## Quoted passage:
LOS ANGELES — He's been a governor, a movie star and the world's greatest body builder, but Arnold Schwarzenegger isn't done yet.
The man who never tires of telling people he'll be back returned again Monday, this time as a global policy wonk and statesman dedicated to leading America into what he calls a new post-partisan era.
Schwarzenegger, in a dark suit, crisp white shirt and red tie, appeared at the University of Southern California to officially launch the USC Schwarzenegger Institute for State and Global Policy with a symposium featuring some of the most notable names in politics and entertainment.
For the former Republican governor, the symposium marked a sudden public re-emergence after leaving office nearly two years ago with a mixed record that he suggested Monday accomplished about half of what he had set out to do.
He's hoping that through the institute, created with a $20 million commitment from Schwarzenegger and others, he can accomplish the rest, tackling issues such as hunger, health care and global warming.
Officials say he'll also take an active role in teaching at USC. The institute's academic director, Nancy Staudt, referred to him several times as "professor Schwarzenegger."
Schwarzenegger is also publishing his autobiography next week and has a pair of movies in post-production. One of them, "The Tomb," co-stars his old buddy Sylvester Stallone. The other, "The Last Stand," opens in January and got a brief plug at the symposium's afternoon panel discussion on Hollywood and culture.

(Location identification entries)
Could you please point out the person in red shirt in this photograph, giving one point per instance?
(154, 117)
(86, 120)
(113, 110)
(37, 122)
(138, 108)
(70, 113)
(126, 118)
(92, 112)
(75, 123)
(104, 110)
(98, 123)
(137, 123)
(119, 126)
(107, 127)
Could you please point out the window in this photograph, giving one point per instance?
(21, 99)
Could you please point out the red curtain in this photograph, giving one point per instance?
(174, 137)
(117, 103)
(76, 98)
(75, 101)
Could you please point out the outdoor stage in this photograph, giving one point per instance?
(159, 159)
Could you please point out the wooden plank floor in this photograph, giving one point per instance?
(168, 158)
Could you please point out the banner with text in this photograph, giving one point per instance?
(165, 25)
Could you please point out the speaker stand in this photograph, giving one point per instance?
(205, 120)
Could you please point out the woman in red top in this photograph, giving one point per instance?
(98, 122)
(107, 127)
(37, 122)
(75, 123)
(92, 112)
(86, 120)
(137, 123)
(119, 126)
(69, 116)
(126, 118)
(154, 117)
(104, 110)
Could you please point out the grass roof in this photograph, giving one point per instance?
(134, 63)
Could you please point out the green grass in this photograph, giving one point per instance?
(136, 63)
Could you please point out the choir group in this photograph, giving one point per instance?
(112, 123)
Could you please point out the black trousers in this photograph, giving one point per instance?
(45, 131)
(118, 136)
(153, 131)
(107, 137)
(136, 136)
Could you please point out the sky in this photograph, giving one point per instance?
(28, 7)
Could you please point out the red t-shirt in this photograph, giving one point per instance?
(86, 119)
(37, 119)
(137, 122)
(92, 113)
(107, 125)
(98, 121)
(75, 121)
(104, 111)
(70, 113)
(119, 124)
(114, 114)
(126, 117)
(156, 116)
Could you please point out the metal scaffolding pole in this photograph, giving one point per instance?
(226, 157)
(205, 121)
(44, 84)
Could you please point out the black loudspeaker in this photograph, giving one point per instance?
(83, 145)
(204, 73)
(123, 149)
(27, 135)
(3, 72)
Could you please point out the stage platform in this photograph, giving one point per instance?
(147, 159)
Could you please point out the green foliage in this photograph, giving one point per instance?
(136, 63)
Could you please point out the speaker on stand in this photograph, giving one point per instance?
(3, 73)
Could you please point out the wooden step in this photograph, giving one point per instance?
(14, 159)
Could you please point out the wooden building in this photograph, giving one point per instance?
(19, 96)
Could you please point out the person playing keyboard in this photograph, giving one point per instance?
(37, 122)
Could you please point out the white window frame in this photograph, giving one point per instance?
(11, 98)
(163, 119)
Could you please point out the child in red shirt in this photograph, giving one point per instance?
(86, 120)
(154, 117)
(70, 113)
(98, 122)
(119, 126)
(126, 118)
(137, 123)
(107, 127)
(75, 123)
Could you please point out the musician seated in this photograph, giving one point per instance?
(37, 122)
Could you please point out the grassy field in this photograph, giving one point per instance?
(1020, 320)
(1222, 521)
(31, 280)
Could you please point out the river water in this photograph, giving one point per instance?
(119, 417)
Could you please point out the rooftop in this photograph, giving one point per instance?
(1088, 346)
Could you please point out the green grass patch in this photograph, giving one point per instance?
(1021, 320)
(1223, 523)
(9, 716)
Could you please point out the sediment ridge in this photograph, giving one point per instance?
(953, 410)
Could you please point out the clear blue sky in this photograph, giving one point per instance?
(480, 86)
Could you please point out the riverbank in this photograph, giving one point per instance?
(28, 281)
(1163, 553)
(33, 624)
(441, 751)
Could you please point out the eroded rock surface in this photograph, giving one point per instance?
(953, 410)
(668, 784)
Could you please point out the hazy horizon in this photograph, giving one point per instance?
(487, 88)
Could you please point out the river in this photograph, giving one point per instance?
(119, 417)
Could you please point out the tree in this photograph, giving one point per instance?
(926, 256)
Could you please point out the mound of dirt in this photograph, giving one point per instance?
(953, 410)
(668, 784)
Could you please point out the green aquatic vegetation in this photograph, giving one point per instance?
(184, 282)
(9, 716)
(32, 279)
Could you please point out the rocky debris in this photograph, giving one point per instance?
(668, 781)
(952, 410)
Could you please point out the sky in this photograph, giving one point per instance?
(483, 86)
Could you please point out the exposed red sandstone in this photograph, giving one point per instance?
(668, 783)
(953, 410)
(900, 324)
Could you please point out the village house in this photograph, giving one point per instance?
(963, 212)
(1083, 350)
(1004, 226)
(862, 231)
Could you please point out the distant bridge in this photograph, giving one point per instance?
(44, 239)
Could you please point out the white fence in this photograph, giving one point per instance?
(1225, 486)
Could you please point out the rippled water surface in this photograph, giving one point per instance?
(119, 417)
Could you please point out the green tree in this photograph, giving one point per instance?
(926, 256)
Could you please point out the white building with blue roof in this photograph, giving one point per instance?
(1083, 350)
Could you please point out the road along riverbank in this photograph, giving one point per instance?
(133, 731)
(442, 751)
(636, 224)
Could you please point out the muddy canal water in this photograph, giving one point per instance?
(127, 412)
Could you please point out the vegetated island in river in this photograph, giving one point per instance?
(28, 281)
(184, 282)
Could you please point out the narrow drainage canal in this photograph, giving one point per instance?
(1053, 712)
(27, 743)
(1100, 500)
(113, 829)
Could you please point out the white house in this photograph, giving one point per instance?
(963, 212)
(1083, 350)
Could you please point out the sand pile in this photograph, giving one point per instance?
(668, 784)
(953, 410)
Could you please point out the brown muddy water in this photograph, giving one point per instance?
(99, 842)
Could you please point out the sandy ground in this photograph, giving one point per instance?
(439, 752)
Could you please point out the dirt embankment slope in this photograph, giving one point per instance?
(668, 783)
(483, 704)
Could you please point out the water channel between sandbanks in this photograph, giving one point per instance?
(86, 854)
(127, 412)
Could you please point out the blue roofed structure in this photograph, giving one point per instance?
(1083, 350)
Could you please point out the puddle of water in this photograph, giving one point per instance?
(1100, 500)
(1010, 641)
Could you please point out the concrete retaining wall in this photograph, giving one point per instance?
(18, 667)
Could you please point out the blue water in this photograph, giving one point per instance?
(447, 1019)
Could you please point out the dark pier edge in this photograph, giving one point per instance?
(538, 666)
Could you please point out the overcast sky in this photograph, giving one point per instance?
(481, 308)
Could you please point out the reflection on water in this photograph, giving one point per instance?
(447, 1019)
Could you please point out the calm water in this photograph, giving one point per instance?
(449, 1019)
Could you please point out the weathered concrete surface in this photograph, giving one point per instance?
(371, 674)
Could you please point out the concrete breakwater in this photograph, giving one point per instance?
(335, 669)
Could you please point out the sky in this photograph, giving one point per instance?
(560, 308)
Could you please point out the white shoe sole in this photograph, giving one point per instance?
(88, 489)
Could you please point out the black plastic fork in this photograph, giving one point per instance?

## To be done:
A: Transcribe the article about the Schwarzenegger Institute word for word, from "The man who" up to and including "new post-partisan era.".
B: According to the article about the Schwarzenegger Institute, how much money was committed to create the institute?
C: For each statement, say whether it agrees with the article about the Schwarzenegger Institute, and quote the words that decide it: (i) Schwarzenegger wore a blue tie at the symposium. (ii) The institute's academic director is Nancy Staudt. (iii) "The Last Stand" opens in January.
These lines have no connection to the article about the Schwarzenegger Institute.

## Answers for the exercise:
A:
The man who never tires of telling people he'll be back returned again Monday, this time as a global policy wonk and statesman dedicated to leading America into what he calls a new post-partisan era.

B: A $20 million commitment from Schwarzenegger and others.

C:
(i) No: "in a dark suit, crisp white shirt and red tie"
(ii) Yes: "The institute's academic director, Nancy Staudt"
(iii) Yes: "The other, "The Last Stand," opens in January"